WHAT YOU SHOULD DO: Copy each line exactly.

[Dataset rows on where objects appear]
______
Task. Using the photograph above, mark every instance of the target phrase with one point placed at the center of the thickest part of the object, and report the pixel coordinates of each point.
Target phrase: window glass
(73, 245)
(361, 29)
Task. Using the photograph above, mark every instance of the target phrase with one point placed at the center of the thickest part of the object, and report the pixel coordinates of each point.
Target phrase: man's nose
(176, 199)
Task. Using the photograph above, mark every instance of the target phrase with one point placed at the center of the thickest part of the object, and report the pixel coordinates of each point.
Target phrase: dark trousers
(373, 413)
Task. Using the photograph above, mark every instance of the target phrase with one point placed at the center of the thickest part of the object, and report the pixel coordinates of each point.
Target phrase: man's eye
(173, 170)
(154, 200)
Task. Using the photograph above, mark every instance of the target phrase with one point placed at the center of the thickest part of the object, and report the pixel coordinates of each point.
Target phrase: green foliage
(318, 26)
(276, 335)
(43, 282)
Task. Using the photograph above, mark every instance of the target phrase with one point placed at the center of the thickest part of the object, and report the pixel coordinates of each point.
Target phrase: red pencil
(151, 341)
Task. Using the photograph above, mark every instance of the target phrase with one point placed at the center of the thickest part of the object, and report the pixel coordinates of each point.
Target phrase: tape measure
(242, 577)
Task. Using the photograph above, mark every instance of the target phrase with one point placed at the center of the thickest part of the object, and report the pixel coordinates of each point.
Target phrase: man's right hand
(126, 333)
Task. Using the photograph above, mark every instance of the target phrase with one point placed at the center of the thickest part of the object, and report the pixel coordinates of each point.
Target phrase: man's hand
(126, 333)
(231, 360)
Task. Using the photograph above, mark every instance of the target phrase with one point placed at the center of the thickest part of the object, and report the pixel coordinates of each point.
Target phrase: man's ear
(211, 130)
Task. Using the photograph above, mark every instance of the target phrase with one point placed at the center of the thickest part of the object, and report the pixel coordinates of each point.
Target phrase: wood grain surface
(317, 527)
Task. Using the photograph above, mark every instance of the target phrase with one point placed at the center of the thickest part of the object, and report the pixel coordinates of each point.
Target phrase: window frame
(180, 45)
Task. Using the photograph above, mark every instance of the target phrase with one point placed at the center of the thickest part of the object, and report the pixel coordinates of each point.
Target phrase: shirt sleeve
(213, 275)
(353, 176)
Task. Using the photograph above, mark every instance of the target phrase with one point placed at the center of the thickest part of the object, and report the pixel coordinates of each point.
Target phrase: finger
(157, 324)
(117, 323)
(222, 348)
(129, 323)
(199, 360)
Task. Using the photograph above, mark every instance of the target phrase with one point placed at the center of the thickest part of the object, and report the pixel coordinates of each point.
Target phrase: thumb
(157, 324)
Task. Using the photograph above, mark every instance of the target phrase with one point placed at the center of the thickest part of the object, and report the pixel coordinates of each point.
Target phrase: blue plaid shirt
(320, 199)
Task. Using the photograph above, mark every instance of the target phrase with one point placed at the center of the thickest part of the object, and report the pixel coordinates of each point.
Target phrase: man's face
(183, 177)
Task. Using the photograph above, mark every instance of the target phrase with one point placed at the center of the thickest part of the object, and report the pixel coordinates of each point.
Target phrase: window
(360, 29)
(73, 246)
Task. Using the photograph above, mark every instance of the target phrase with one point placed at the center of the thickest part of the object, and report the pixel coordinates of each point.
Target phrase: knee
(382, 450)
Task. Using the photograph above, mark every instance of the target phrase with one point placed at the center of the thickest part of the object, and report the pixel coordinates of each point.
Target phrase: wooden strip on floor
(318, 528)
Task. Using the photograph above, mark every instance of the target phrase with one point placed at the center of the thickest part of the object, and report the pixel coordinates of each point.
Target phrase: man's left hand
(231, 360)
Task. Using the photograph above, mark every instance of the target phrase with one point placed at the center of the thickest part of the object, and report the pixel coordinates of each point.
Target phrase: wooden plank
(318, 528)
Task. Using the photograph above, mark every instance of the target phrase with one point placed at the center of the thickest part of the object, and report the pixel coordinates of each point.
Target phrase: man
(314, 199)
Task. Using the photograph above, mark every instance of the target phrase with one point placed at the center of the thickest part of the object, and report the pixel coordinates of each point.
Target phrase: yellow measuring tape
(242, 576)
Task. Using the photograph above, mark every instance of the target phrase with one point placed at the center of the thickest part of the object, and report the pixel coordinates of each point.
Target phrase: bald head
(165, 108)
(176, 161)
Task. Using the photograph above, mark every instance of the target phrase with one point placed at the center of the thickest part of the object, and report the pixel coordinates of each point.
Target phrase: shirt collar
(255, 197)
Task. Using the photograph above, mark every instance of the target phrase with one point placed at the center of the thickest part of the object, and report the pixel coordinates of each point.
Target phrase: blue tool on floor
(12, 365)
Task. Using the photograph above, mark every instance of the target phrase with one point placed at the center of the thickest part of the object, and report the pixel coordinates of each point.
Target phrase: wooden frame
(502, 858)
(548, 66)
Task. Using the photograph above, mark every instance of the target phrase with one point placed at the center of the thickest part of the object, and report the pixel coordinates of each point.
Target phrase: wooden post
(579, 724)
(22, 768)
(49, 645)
______
ANSWER TO THIS PROBLEM:
Task. Using the photograph above, mark every instance of the target phrase with one point placed at the center of the thickest part of the object, and report the pixel coordinates of each point.
Target phrase: window glass
(73, 245)
(361, 29)
Task. Using the photograph above, mark every instance of the target phrase with one point placed at the center of the thickest part of the object, and report the pixel coordinates of each point.
Target phrase: man's nose
(176, 199)
Task. Using the photograph above, mark every instance of the target phrase with one point placed at the center of the thickest part of the object, and report the pixel coordinates of each point.
Target phrase: dark trousers
(373, 413)
Task. Using the photograph above, mark every instance of the target phrase with one point placed at the center of the thickest part of the object, and report the pixel coordinates of each point.
Target phrase: man's eye
(173, 170)
(154, 200)
Task. Using the photograph above, mark every instance of the target phrase with one point placed at the center of the thickest part of the object, and report the pixel coordinates of each point.
Target phrase: green foliage
(318, 26)
(276, 335)
(43, 282)
Task. Using the photograph above, mark every instance of the target phrase with one point placed at the center of the thickest part of the object, and report the pixel coordinates of each point.
Target phrase: red pencil
(151, 341)
Task. Using the photograph above, mark every instance of the target phrase with one point placed at the center of the thickest part of the object, and report the pixel coordinates of each point.
Target phrase: tape measure
(242, 577)
Task. Using the photograph above, mark every instance of the target phrase with one point placed at the center of the thickest part of the object, and report the pixel coordinates of each point.
Target phrase: man's right hand
(126, 333)
Task. Using the photograph above, mark every instance of the target phrase with one point placed at the center of the thickest part of the object, and report the pixel coordinates of each point.
Target phrase: man's hand
(126, 333)
(231, 360)
Task. Using the photograph above, mark every instance of the target phrase with one point placed at the center of the thickest part of the object, and report the pixel coordinates of each point.
Target phrase: man's ear
(211, 130)
Task. Using the photograph above, mark every instance of the target phrase with one point placed at the center of the thickest part of the object, and report the pixel coordinates of each point.
Target phrase: wood grain surface
(317, 527)
Task. Using the photograph above, mark every instance of the target phrase with one point placed at the center of the thickest part of the object, and report the pixel coordinates of each point.
Target phrase: window frame
(180, 45)
Task. Using the photograph above, mark every instance of the target phrase with one point placed at the center of the thickest part of the object, and report the pixel coordinates of each point.
Target phrase: shirt sleeve
(213, 275)
(353, 176)
Task. Using the photograph above, mark every instance of the target phrase with one point placed at the center of the thickest part of the object, and report the pixel coordinates of each point.
Target phrase: finger
(157, 324)
(117, 323)
(222, 348)
(129, 323)
(199, 360)
Task. Using the photograph above, mark every instance of the target phrase with one point placed at the center of the thickest part of the object, and report the pixel coordinates of each point.
Target phrase: thumb
(157, 324)
Task. Using the photograph above, mark every instance of the target phrase with one point placed at the center of the thickest part of the object, and report the pixel coordinates of each point.
Target phrase: blue plaid shirt
(320, 199)
Task. Using the photograph above, mark every instance of the target phrase with one point placed at the center of the thickest part of the object, and report the pixel coordinates of each point.
Target phrase: man's face
(183, 177)
Task. Using the photograph above, mark every instance of the target phrase with one point placed at the center of the thickest part of the object, and report the pixel coordinates of each point.
Target phrase: window
(360, 29)
(73, 246)
Task. Using the photograph above, mark every instance of the target phrase with one point placed at the center of the thickest part of the object, and report the pixel coordinates of each point.
Target phrase: knee
(382, 450)
Task. Using the photograph above, mark every instance of the target phrase with one point placed at the center of the thickest part of the object, and report the pixel coordinates of each point.
Target phrase: wooden strip on floor
(318, 528)
Task. Using the photograph above, mark every instance of the target phrase with one point placed at the center of the thickest part of the object, and report the pixel coordinates of each point.
Target phrase: man's left hand
(231, 360)
Task. Using the photograph above, mark every instance of the target phrase with one point placed at the center of the thickest part of the object, and report the pixel coordinates of each point.
Target phrase: wooden plank
(318, 528)
Task. Using the photograph above, mark every instance of the target phrase with one point placed at the center of the thickest part of the object, and report the pixel coordinates of each point.
Target phrase: man
(314, 199)
Task. Using the photograph above, mark every instance of the target phrase with one point placed at the center of the thickest part of the object, and report the pixel coordinates of each point.
Target phrase: yellow measuring tape
(242, 576)
Task. Using the photograph above, mark every instance of the target phrase with one point placed at the center of the thickest part of the object, and report the pixel coordinates of each point.
Target phrase: bald head
(165, 108)
(176, 161)
Task. Using the photograph above, mark every instance of the target phrase with one point placed at the center of the thickest part of the object, and report the pixel coordinates of each point.
Target phrase: shirt collar
(255, 197)
Task. Using the photograph above, mark every instance of the target phrase with one point placed at the center of the thickest part of the object, and report the pixel coordinates of each point.
Target phrase: blue tool on floor
(12, 365)
Task. Using the photograph above, mark every instance of the target phrase with one point placed at the center of the thickest part of the object, and report the pixel coordinates of each point.
Target phrase: wooden frame
(502, 858)
(548, 66)
Task. Using the photograph above, mark every instance of the target phrase with one point placed at the center of the thickest part of the object, and report the pixel coordinates of each point.
Target phrase: wooden post
(579, 724)
(22, 768)
(49, 645)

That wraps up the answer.